§ **DOCUMENT**
· · · · · · ·
Except that it is not a capture generator. It is just code that extracts moves from an attack map. An attack map is just a data structure to hold previously generated moves. My mailbox code would practically look the same. The nested loops over victims (outer) and attackers (inner) is forced by the requirement of the problem (generating captures in MVV order).
Read also the comments inside the code and you can understand how it works. The question "Where do you generate moves?" can be answered by reading as well. The outer loop determines the current target square "dest", the inner loop the current source square "from", and AddMove() adds the move (from+dest) to the move list pointed to by "m". A capture with promotion is handled by AddCapturePromotions() instead. Additionally EP generation is handled fully outside the loop, as everyone else does in his own move generator. Not hard to understand, I think.
Sure,I understand all that, of course. At least enough to see that none of this code has anything to do with move generation. More like move sorting.
· · · · · · ·
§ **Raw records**
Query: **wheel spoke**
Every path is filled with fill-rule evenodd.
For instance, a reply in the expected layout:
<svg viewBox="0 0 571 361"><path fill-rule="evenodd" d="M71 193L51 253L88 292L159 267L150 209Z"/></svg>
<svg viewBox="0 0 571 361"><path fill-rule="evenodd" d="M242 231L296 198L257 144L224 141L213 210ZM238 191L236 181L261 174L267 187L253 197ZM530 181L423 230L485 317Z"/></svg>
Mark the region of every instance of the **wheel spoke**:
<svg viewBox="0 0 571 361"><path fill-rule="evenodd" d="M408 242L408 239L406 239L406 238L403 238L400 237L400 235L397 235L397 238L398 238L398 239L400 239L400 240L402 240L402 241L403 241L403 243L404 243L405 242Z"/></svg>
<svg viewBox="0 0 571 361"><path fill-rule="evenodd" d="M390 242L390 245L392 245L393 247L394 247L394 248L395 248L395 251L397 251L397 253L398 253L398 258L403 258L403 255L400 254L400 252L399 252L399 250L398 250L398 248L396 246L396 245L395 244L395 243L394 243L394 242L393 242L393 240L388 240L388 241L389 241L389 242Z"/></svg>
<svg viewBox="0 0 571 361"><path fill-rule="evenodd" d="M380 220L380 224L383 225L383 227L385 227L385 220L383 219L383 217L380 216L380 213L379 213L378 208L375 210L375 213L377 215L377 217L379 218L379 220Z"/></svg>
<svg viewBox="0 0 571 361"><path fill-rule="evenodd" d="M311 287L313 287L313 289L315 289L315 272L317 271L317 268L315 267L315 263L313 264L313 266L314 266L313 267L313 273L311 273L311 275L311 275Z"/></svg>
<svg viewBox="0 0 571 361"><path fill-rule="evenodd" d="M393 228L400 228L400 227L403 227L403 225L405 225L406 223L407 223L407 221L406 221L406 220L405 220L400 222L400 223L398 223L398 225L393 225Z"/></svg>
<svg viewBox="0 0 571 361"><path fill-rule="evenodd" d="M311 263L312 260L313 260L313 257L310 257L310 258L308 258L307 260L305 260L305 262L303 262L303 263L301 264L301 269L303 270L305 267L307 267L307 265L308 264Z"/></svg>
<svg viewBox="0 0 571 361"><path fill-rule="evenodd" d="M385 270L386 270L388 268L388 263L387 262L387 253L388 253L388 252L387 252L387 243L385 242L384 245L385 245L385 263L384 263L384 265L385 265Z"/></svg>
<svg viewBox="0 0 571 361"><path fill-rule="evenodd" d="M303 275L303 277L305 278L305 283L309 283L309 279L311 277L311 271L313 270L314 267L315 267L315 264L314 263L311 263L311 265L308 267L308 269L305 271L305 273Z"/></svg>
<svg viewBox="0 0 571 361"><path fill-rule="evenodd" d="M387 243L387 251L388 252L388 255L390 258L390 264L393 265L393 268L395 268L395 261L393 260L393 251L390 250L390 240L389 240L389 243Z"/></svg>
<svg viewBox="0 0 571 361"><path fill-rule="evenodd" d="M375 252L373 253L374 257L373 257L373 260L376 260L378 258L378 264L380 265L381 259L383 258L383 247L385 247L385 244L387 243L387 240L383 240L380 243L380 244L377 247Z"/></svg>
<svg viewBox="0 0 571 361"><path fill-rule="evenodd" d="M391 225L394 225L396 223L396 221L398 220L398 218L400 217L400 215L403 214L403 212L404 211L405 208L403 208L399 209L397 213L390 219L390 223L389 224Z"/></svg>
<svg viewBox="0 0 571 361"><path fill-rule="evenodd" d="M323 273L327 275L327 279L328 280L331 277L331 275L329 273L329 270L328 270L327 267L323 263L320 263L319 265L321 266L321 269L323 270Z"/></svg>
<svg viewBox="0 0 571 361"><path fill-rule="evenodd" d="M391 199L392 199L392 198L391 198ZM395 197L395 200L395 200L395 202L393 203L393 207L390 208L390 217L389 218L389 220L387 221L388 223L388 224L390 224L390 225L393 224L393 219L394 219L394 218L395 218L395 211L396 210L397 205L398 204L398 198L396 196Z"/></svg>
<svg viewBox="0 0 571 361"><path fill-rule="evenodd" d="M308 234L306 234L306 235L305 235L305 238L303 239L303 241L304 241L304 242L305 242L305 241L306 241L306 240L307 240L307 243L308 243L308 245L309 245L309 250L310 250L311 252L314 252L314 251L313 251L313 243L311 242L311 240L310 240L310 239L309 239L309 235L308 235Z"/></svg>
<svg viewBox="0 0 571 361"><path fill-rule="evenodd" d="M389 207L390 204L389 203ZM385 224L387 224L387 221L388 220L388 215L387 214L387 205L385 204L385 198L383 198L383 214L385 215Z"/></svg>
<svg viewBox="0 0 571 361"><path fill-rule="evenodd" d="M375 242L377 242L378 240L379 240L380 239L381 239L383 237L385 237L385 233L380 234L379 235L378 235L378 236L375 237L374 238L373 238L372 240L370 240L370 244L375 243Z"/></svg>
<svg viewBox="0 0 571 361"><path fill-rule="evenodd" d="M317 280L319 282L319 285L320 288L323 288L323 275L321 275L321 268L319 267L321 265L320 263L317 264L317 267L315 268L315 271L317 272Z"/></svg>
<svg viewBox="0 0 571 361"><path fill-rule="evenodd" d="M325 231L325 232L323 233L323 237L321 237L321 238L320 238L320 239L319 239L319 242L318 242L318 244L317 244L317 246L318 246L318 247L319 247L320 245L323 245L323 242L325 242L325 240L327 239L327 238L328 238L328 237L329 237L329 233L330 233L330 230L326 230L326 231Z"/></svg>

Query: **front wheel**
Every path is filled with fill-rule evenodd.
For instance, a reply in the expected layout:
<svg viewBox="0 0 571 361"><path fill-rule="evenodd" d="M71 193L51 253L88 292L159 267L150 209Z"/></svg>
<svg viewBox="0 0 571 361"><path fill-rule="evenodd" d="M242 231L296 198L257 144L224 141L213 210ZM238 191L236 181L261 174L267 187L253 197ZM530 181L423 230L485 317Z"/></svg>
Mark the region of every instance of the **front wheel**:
· · · · · · ·
§ **GOAL OF THE EXERCISE**
Update the part of the move-generation post that opens with the words containing "Read also the" and closes with "like move sorting.", writing "move buffer" in place of "move list". Work only from the move-generation post and leave the listing aside.

§ **EXERCISE OUTPUT**
Read also the comments inside the code and you can understand how it works. The question "Where do you generate moves?" can be answered by reading as well. The outer loop determines the current target square "dest", the inner loop the current source square "from", and AddMove() adds the move (from+dest) to the move buffer pointed to by "m". A capture with promotion is handled by AddCapturePromotions() instead. Additionally EP generation is handled fully outside the loop, as everyone else does in his own move generator. Not hard to understand, I think.
Sure,I understand all that, of course. At least enough to see that none of this code has anything to do with move generation. More like move sorting.